[Natural-language object grounding data]
══════

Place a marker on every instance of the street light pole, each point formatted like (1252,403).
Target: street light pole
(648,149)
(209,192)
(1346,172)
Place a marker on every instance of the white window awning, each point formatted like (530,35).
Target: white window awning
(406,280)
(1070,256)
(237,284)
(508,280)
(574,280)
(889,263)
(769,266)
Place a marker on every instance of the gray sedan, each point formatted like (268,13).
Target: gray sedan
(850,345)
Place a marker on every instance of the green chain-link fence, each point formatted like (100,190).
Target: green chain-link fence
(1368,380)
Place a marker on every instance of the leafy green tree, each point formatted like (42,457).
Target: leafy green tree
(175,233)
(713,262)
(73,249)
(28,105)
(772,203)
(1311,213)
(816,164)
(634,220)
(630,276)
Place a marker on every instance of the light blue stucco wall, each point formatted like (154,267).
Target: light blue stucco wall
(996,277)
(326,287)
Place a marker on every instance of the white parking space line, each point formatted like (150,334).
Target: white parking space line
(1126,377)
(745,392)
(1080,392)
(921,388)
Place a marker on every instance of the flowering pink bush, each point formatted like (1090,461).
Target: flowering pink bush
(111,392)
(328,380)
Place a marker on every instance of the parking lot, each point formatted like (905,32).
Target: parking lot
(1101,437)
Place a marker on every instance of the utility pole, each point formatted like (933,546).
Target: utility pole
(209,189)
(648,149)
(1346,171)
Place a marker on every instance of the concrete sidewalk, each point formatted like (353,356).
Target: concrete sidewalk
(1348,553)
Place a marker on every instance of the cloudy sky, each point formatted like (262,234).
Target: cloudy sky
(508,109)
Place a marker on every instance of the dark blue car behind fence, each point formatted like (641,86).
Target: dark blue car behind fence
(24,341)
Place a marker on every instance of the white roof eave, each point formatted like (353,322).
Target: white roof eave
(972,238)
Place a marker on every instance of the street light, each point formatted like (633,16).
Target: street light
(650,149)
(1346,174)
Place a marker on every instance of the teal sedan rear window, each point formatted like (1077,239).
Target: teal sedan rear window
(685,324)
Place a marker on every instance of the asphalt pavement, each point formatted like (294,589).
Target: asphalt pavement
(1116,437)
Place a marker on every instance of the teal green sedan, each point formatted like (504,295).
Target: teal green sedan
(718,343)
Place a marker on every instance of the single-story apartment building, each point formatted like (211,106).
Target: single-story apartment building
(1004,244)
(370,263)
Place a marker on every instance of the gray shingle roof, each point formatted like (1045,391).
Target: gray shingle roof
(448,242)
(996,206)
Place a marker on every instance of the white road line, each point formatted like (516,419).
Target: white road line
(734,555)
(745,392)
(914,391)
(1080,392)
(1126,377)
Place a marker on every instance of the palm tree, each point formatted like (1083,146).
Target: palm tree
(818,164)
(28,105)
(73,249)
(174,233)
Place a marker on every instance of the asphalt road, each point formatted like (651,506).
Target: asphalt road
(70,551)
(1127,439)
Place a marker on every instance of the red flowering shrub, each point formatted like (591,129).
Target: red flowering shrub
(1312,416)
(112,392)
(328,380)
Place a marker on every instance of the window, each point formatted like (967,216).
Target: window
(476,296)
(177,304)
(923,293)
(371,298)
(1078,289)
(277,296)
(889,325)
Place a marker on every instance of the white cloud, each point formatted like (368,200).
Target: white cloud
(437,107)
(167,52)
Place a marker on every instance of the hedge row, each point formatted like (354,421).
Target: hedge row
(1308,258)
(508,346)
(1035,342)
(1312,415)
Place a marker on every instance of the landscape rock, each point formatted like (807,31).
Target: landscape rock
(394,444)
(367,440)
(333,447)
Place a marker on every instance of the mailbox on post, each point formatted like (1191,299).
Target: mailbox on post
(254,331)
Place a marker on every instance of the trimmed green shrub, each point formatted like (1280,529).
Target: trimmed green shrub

══════

## WHAT YOU SHOULD DO
Find the word "trimmed" in the entries, then copy out every line that has it.

## RESULT BELOW
Place a marker on every instance of the trimmed green shrub, each point formatted like (1280,529).
Target: trimmed green shrub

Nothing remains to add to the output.